| Dataset records |
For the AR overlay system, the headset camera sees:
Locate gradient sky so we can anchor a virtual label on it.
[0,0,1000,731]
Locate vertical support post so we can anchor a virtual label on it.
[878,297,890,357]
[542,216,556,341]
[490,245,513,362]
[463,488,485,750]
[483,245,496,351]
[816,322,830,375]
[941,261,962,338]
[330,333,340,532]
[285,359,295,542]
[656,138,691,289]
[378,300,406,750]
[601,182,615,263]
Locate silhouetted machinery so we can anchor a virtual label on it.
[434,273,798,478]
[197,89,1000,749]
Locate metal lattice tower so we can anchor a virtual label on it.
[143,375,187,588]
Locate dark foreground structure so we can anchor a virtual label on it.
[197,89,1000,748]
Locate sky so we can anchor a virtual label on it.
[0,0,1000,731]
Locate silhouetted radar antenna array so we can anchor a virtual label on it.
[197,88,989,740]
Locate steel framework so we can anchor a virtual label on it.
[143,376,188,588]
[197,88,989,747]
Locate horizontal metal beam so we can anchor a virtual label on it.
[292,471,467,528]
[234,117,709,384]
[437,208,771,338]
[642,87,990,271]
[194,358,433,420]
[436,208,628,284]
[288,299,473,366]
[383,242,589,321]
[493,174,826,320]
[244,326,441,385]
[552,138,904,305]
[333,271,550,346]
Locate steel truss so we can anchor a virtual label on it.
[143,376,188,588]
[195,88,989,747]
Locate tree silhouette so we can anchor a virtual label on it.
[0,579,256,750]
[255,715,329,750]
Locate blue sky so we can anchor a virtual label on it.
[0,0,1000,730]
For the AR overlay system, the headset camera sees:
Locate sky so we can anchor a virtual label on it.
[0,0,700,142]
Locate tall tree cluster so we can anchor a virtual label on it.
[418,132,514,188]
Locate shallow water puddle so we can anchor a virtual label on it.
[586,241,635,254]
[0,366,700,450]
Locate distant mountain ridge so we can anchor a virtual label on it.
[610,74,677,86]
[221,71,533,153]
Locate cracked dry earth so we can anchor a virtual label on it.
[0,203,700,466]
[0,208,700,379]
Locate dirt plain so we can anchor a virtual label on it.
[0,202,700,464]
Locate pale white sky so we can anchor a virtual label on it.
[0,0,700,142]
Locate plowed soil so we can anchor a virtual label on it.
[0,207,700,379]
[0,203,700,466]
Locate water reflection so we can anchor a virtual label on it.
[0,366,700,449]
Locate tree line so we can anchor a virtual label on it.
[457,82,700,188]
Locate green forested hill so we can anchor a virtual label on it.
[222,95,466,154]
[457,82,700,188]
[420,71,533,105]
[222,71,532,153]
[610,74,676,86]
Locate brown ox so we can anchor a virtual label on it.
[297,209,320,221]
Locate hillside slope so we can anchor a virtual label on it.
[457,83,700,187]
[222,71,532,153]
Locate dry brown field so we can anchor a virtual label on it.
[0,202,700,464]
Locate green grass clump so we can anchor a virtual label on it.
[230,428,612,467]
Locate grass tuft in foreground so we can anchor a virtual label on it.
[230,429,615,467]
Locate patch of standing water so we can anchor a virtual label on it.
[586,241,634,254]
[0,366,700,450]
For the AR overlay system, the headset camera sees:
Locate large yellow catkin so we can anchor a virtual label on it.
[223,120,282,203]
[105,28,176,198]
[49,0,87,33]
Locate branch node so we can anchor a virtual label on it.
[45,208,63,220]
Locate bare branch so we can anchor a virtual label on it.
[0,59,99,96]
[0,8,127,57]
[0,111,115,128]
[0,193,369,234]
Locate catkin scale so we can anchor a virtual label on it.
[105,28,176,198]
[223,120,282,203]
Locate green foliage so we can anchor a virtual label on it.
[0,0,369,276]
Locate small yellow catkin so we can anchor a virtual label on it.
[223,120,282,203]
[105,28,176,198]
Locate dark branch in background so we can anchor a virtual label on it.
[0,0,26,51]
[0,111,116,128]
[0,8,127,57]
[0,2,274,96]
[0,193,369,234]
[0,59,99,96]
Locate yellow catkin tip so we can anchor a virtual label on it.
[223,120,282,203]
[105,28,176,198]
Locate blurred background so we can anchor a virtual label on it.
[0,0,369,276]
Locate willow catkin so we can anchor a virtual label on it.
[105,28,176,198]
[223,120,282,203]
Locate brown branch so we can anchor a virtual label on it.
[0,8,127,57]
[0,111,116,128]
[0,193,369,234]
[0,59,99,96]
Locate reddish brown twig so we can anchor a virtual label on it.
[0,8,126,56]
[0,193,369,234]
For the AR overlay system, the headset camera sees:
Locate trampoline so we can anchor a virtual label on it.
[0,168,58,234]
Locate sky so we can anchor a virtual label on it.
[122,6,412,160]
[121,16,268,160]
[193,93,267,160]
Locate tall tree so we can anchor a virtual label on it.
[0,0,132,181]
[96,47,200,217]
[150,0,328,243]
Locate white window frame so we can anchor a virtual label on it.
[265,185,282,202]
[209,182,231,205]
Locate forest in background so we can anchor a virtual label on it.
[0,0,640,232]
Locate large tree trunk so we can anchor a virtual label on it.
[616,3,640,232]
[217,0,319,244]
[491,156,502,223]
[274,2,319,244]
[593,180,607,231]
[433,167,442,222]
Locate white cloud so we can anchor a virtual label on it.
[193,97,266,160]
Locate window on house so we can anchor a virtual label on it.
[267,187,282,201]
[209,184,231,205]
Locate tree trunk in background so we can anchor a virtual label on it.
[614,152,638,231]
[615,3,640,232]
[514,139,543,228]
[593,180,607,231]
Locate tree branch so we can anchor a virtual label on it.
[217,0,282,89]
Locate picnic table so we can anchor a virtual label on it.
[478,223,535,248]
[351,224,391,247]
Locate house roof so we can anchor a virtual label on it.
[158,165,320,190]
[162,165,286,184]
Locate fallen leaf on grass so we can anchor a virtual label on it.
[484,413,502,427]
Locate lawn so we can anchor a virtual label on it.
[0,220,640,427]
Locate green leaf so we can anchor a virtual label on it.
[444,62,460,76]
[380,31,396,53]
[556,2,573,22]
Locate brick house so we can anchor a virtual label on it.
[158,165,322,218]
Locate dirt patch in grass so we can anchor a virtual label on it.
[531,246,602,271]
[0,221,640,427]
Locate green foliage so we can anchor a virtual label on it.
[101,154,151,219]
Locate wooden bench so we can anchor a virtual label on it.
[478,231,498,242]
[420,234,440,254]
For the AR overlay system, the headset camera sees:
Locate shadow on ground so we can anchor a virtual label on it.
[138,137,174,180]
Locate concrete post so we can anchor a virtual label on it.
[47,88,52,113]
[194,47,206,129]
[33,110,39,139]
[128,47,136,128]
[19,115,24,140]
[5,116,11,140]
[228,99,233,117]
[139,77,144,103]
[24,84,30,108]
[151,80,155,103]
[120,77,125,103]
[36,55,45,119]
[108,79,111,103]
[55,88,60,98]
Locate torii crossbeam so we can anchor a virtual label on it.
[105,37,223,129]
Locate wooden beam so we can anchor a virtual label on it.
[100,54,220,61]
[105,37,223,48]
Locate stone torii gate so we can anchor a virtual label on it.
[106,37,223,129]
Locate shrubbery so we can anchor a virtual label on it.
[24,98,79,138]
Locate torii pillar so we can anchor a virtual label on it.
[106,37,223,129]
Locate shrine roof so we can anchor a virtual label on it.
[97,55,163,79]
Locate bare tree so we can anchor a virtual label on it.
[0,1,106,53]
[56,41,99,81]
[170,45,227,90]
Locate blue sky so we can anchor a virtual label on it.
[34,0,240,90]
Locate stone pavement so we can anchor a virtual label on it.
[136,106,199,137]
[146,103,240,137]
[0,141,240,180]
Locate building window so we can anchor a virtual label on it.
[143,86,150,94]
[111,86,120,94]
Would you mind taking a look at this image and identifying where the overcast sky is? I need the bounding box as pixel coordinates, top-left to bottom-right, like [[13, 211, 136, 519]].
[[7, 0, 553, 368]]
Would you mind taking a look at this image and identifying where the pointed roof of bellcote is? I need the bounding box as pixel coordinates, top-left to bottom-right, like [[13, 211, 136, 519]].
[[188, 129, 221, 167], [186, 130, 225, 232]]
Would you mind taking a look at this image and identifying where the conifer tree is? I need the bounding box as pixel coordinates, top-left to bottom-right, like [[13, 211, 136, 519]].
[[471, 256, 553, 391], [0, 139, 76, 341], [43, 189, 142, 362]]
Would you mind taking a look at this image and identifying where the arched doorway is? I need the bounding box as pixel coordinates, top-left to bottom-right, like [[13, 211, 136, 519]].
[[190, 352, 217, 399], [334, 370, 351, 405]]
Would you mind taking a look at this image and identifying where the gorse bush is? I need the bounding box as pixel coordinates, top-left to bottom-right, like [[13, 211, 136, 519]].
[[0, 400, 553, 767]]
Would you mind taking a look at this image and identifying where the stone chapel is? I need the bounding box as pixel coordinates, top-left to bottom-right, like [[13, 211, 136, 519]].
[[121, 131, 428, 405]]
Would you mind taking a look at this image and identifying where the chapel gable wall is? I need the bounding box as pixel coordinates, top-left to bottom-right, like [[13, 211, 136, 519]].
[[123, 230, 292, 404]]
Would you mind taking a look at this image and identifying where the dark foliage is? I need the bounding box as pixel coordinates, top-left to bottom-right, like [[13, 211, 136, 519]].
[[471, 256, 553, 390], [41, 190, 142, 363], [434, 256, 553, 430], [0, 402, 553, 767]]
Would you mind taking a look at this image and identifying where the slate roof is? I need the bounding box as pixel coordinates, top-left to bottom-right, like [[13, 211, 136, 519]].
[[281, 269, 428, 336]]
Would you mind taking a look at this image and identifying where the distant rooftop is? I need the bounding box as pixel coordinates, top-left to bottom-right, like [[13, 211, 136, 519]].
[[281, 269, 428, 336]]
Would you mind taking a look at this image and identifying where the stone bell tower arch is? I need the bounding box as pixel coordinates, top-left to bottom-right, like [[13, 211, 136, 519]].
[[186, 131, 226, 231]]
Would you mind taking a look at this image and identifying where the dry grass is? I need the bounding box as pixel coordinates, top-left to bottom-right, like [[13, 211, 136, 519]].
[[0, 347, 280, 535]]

| Problem statement |
Put the data that opens with the line containing "Locate stone pavement" and closes with the line containing "[[190, 352, 217, 399], [334, 370, 351, 405]]" into a Markdown table, one line per row with blank lines skipped, using the columns No. for the row number and Entry for the line.

| Expected output |
| No. | Entry |
|---|---|
| 1 | Locate stone pavement so we can anchor a virtual label on it. |
| 2 | [136,106,199,137] |
| 3 | [146,103,240,137] |
| 4 | [0,141,240,180] |
| 5 | Locate building window so we can anchor a virtual label on it. |
| 6 | [143,86,150,94] |
| 7 | [111,86,120,94] |
| 8 | Would you mind taking a look at this image and identifying where the overcast sky is? I need the bounding box as pixel coordinates, top-left to bottom-right, like [[13, 211, 136, 519]]. |
| 9 | [[7, 0, 553, 368]] |
| 10 | Would you mind taking a look at this image and identifying where the pointed roof of bellcote is? I need the bounding box as pixel coordinates, top-left to bottom-right, like [[13, 211, 136, 519]]. |
| 11 | [[188, 129, 221, 167], [186, 130, 225, 232]] |
| 12 | Would you mind taking a look at this image and identifying where the conifer tree is? I need the bounding box as pixel coordinates, top-left to bottom-right, like [[13, 211, 136, 519]]. |
| 13 | [[471, 256, 553, 391], [0, 139, 76, 341], [43, 189, 142, 362]] |
| 14 | Would you mind taking a look at this image and identifying where the arched doorway is? I need the bounding box as pixel coordinates, top-left to bottom-right, like [[13, 211, 136, 519]]. |
| 15 | [[190, 352, 217, 399], [334, 370, 351, 405]] |